# Description of the task
Extract each line of the data below that contains the word "wall", and copy every one of them unchanged.

# Source data
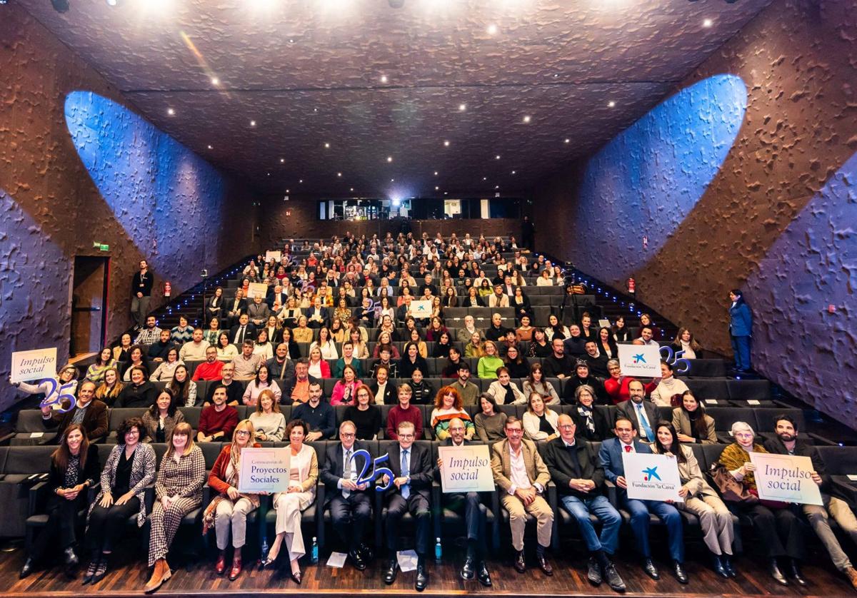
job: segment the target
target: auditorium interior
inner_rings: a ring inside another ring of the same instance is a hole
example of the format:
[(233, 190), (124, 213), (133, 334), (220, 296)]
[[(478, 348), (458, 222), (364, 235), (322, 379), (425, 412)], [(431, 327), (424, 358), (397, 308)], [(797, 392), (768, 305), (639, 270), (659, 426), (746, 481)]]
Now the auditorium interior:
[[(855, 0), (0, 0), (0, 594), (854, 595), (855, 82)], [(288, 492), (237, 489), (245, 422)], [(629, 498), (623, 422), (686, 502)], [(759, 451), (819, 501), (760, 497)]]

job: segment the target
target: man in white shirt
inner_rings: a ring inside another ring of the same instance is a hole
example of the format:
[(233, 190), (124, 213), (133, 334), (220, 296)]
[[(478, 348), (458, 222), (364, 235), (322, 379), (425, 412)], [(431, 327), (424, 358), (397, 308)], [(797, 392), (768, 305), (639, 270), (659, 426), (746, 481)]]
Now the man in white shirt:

* * *

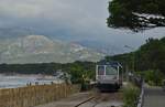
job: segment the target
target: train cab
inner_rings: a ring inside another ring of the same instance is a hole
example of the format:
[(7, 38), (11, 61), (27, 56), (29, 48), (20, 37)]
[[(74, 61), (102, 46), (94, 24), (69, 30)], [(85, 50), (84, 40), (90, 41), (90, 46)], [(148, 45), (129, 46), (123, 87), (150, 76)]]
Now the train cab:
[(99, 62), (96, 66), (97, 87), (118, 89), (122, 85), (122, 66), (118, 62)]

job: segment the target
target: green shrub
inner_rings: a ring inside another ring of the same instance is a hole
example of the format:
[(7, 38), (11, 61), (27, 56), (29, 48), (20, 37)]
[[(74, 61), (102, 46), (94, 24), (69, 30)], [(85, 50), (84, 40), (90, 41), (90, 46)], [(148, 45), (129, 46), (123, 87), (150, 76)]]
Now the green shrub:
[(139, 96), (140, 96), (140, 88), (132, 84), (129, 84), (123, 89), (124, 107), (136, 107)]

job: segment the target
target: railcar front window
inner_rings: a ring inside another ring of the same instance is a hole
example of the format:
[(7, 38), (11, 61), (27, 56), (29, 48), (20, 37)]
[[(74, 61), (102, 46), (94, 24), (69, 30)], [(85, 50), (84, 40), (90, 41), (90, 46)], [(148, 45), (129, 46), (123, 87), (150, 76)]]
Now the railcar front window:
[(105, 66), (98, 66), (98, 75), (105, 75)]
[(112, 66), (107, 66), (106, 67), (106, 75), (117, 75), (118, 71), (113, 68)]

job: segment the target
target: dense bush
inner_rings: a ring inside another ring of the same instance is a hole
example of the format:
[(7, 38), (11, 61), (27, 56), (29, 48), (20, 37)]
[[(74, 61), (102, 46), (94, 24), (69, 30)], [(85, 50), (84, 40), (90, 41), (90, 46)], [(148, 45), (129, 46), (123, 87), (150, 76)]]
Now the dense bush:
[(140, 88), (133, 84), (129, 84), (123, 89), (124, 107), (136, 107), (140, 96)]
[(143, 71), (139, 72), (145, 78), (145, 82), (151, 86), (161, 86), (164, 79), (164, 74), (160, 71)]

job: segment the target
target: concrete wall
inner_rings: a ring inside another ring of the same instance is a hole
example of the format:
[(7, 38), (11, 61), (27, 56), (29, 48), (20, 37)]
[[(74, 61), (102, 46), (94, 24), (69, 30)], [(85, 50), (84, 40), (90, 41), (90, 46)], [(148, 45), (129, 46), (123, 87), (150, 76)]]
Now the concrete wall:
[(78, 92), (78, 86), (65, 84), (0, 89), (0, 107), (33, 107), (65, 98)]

# Answer for this exercise
target: concrete wall
Now the concrete wall:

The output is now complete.